── 対象データ ──
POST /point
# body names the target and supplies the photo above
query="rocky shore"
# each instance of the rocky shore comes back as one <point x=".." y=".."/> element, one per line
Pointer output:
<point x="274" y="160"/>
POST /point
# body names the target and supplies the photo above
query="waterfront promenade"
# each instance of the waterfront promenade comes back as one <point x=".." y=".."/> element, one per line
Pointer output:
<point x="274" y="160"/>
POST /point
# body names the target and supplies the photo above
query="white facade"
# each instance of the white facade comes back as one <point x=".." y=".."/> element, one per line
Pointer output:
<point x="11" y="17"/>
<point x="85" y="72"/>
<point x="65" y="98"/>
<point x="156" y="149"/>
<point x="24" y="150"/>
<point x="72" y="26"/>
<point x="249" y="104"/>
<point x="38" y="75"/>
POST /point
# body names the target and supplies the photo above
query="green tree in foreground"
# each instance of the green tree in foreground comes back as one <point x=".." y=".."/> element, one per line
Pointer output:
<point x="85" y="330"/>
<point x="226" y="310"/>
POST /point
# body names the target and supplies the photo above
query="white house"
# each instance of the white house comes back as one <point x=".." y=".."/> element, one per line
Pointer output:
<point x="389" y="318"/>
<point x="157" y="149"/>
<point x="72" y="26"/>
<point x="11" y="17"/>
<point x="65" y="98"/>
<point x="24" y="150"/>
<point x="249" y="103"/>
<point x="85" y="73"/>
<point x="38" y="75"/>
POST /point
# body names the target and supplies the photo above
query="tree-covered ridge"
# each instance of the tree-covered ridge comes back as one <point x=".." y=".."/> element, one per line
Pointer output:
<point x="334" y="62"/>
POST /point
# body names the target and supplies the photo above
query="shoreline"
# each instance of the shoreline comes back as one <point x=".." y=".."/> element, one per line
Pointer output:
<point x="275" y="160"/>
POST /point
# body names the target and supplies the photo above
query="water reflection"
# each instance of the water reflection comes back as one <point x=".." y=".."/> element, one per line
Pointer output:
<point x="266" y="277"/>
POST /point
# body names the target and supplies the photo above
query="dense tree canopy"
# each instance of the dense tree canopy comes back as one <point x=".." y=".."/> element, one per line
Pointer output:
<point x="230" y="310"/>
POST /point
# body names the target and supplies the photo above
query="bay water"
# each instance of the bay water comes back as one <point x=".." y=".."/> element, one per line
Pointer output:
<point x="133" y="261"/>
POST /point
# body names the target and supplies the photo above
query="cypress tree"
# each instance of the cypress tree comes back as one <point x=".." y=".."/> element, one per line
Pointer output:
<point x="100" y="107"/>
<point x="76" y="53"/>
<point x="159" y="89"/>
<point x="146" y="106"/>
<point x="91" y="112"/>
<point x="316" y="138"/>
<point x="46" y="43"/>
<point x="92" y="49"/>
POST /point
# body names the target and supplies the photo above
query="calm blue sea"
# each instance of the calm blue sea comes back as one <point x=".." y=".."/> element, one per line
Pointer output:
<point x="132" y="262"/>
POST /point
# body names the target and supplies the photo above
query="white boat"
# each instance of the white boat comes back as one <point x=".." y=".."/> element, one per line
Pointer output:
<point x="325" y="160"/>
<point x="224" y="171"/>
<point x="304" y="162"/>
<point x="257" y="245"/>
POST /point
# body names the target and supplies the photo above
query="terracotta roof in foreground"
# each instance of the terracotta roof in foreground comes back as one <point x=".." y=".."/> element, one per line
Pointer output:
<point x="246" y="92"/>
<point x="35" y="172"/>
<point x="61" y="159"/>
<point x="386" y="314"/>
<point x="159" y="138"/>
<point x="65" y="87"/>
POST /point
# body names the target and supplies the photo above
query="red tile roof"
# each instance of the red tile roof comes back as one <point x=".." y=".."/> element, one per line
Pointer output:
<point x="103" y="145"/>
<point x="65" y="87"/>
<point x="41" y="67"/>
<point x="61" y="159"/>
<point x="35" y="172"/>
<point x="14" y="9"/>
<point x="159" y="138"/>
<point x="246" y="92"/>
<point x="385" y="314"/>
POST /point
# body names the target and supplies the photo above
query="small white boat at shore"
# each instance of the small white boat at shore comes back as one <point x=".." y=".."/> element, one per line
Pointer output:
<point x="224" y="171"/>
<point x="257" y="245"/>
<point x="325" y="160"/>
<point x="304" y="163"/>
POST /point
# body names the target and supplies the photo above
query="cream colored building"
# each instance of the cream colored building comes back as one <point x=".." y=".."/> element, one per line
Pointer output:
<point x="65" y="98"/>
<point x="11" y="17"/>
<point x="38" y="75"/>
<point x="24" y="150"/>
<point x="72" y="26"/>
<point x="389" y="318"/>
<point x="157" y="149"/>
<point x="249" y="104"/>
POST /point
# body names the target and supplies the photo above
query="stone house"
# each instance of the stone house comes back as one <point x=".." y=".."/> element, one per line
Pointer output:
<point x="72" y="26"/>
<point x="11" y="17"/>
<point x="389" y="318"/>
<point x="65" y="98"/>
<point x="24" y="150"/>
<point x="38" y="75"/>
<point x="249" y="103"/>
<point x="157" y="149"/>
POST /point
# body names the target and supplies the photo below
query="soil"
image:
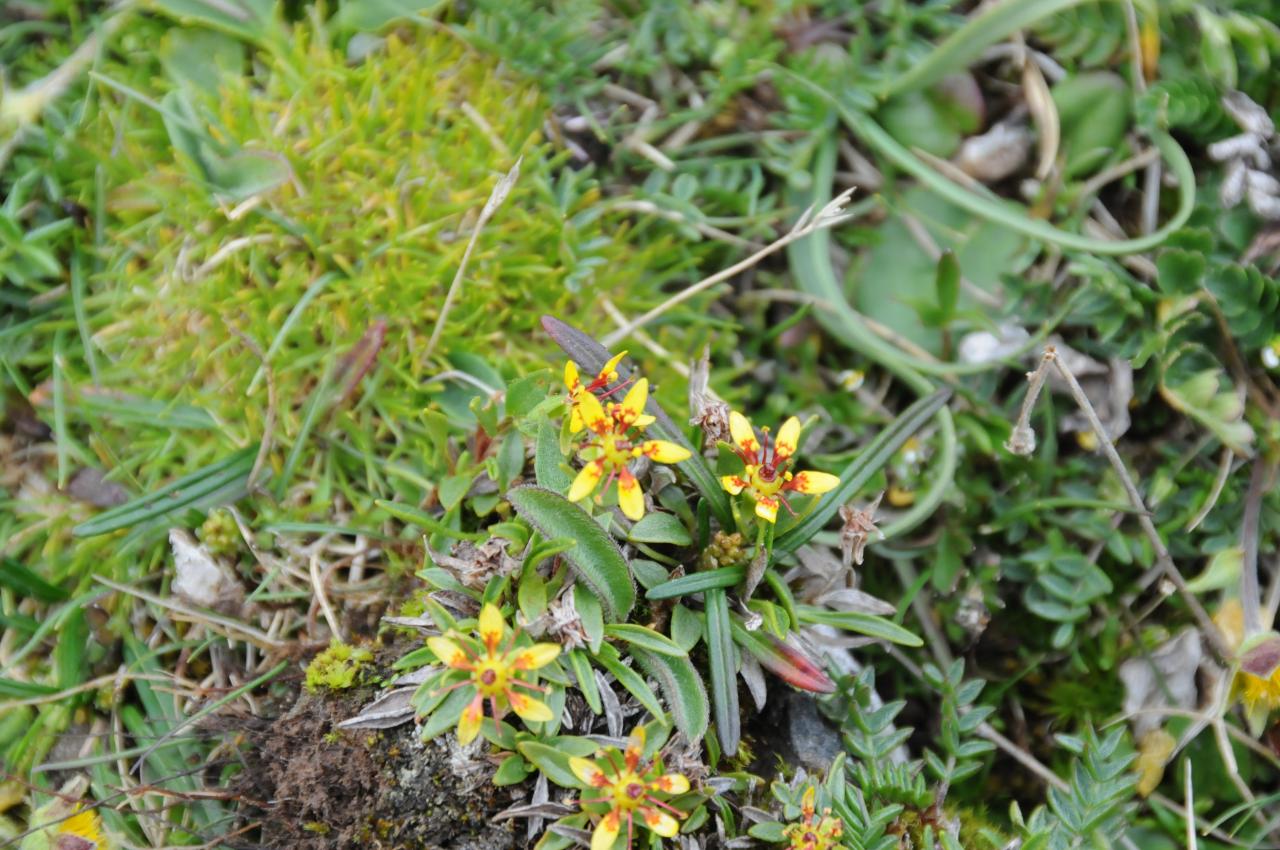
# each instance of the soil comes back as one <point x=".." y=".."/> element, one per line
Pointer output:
<point x="327" y="789"/>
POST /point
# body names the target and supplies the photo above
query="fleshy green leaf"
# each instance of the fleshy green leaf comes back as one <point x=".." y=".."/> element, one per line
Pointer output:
<point x="595" y="560"/>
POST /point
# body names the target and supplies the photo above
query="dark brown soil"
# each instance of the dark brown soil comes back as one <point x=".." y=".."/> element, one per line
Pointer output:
<point x="327" y="789"/>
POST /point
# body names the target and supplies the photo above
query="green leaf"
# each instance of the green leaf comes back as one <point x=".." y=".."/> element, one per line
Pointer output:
<point x="548" y="458"/>
<point x="868" y="625"/>
<point x="595" y="560"/>
<point x="661" y="528"/>
<point x="216" y="484"/>
<point x="581" y="667"/>
<point x="592" y="356"/>
<point x="947" y="284"/>
<point x="684" y="689"/>
<point x="720" y="577"/>
<point x="863" y="467"/>
<point x="722" y="659"/>
<point x="629" y="679"/>
<point x="27" y="584"/>
<point x="588" y="607"/>
<point x="552" y="762"/>
<point x="644" y="638"/>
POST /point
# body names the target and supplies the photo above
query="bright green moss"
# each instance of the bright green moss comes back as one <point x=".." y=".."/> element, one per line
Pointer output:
<point x="337" y="667"/>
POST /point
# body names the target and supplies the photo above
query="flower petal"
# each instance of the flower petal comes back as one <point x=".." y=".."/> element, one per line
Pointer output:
<point x="789" y="438"/>
<point x="740" y="429"/>
<point x="810" y="481"/>
<point x="588" y="772"/>
<point x="534" y="657"/>
<point x="635" y="748"/>
<point x="609" y="371"/>
<point x="492" y="626"/>
<point x="671" y="784"/>
<point x="449" y="653"/>
<point x="469" y="725"/>
<point x="664" y="451"/>
<point x="592" y="412"/>
<point x="661" y="822"/>
<point x="586" y="480"/>
<point x="606" y="831"/>
<point x="630" y="497"/>
<point x="632" y="406"/>
<point x="528" y="708"/>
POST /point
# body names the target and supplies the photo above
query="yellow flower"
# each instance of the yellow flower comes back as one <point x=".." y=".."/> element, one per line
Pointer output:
<point x="496" y="667"/>
<point x="766" y="478"/>
<point x="813" y="832"/>
<point x="612" y="447"/>
<point x="629" y="791"/>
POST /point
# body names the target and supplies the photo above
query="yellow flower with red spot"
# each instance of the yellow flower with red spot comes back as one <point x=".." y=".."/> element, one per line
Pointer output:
<point x="498" y="671"/>
<point x="766" y="478"/>
<point x="615" y="443"/>
<point x="813" y="832"/>
<point x="630" y="791"/>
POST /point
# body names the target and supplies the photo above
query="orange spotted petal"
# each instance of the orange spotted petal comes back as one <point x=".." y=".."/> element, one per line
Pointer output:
<point x="469" y="725"/>
<point x="606" y="831"/>
<point x="592" y="412"/>
<point x="632" y="406"/>
<point x="740" y="429"/>
<point x="630" y="497"/>
<point x="529" y="708"/>
<point x="449" y="653"/>
<point x="671" y="784"/>
<point x="767" y="508"/>
<point x="534" y="657"/>
<point x="584" y="484"/>
<point x="661" y="822"/>
<point x="813" y="483"/>
<point x="492" y="626"/>
<point x="664" y="452"/>
<point x="588" y="772"/>
<point x="787" y="439"/>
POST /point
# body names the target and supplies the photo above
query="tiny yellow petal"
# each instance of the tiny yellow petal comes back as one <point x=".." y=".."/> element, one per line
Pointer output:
<point x="630" y="497"/>
<point x="741" y="432"/>
<point x="609" y="371"/>
<point x="606" y="831"/>
<point x="534" y="657"/>
<point x="664" y="452"/>
<point x="529" y="708"/>
<point x="661" y="822"/>
<point x="635" y="748"/>
<point x="593" y="415"/>
<point x="492" y="626"/>
<point x="632" y="406"/>
<point x="787" y="439"/>
<point x="588" y="772"/>
<point x="671" y="784"/>
<point x="585" y="480"/>
<point x="469" y="725"/>
<point x="814" y="483"/>
<point x="448" y="652"/>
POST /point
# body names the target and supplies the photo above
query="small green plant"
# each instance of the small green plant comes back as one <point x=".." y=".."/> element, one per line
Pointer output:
<point x="338" y="667"/>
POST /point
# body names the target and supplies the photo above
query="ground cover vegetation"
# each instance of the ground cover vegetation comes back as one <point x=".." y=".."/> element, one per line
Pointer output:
<point x="813" y="424"/>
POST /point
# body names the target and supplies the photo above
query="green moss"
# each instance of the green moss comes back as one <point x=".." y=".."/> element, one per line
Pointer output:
<point x="337" y="667"/>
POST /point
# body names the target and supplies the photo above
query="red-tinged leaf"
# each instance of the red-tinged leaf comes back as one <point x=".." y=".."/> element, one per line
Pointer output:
<point x="785" y="659"/>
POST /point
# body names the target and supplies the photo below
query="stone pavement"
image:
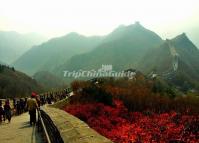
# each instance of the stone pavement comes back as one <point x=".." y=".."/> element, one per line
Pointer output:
<point x="73" y="130"/>
<point x="19" y="131"/>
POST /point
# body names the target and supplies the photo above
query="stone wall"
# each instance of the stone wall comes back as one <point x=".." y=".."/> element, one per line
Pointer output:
<point x="73" y="130"/>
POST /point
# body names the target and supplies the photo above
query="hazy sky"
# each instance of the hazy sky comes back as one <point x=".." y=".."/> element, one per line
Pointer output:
<point x="99" y="17"/>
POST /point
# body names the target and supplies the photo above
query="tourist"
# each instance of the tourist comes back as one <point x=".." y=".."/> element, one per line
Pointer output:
<point x="7" y="110"/>
<point x="32" y="106"/>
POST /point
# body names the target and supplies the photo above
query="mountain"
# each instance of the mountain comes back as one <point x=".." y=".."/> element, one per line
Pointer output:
<point x="54" y="52"/>
<point x="122" y="49"/>
<point x="176" y="60"/>
<point x="13" y="44"/>
<point x="48" y="80"/>
<point x="16" y="84"/>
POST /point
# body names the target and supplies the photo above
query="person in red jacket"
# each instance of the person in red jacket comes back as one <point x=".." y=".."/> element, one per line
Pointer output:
<point x="32" y="106"/>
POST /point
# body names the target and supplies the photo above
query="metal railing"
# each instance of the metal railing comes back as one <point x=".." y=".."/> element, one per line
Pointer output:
<point x="50" y="130"/>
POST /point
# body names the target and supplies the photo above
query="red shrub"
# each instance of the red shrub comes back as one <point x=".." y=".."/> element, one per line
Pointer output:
<point x="120" y="125"/>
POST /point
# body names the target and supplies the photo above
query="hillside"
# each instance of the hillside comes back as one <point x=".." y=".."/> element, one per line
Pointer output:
<point x="122" y="49"/>
<point x="175" y="60"/>
<point x="54" y="52"/>
<point x="16" y="84"/>
<point x="13" y="44"/>
<point x="48" y="80"/>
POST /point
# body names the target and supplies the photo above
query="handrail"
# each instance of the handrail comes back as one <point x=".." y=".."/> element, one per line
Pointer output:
<point x="40" y="120"/>
<point x="50" y="130"/>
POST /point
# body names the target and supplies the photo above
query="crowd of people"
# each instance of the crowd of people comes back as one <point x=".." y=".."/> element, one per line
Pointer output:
<point x="22" y="105"/>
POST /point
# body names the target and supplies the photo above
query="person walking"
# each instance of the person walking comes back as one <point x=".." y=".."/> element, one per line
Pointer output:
<point x="7" y="110"/>
<point x="32" y="106"/>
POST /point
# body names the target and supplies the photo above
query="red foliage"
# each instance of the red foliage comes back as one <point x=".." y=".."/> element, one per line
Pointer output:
<point x="121" y="126"/>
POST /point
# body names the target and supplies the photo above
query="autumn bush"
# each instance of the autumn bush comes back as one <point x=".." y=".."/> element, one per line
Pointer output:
───
▶ **課題**:
上のレコードから、文字列 "brown" を含む行をすべて見つけて書き写してください。大文字と小文字は区別します。

▶ **解答例**:
query="dark brown soil"
# each instance of the dark brown soil comes back as one <point x=".." y=".."/> element, one per line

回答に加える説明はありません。